• **About this task**
What lines in the entries below contain the word "head"? Copy all of them.

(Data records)
◇ ◇ ◇

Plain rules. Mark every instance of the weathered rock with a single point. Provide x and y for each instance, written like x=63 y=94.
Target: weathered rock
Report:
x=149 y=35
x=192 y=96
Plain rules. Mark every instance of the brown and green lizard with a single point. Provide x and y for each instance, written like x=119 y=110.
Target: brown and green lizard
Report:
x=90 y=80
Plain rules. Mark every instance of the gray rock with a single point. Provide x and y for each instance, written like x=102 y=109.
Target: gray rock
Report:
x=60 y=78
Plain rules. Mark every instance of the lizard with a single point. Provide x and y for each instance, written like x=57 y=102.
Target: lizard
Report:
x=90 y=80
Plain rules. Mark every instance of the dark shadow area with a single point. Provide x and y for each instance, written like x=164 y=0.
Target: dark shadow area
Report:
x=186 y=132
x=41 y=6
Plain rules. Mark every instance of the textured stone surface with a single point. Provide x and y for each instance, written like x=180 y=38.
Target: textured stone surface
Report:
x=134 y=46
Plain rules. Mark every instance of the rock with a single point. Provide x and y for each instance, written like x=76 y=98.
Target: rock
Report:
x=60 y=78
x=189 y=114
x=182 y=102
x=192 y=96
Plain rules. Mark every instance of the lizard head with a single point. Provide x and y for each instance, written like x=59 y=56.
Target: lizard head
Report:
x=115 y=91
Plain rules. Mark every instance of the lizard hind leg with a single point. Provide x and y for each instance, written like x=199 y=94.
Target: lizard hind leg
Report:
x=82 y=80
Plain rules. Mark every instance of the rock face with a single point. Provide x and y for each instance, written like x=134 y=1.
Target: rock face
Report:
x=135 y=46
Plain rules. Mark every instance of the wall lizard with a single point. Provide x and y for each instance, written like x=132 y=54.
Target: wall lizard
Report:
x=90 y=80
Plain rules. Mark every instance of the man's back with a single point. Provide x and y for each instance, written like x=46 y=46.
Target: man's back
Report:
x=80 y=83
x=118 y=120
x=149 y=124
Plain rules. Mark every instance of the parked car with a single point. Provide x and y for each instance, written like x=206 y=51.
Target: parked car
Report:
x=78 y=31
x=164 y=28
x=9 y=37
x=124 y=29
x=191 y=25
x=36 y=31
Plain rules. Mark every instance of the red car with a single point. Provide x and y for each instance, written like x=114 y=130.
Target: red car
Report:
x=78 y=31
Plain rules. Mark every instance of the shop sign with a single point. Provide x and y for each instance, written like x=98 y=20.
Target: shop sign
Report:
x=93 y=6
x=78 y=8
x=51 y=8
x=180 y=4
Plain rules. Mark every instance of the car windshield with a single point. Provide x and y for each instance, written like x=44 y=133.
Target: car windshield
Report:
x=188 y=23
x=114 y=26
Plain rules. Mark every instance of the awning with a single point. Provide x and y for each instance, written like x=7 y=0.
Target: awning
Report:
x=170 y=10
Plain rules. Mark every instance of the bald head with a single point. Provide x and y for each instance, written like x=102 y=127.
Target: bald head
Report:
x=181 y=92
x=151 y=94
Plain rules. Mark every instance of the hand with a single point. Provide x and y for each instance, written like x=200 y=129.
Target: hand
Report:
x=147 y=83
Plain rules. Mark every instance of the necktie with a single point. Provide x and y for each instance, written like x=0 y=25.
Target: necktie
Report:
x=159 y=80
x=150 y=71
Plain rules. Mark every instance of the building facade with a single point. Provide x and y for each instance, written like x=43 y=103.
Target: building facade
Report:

◇ ◇ ◇

• **Exercise response**
Plain rules. Mark every instance of the lizard head with a single point. Provide x and y for each instance, written like x=59 y=56.
Target: lizard head
Plain rules. Mark every instance of the bald head with a single point. Provide x and y for each instance, written like x=102 y=127.
Target: bald head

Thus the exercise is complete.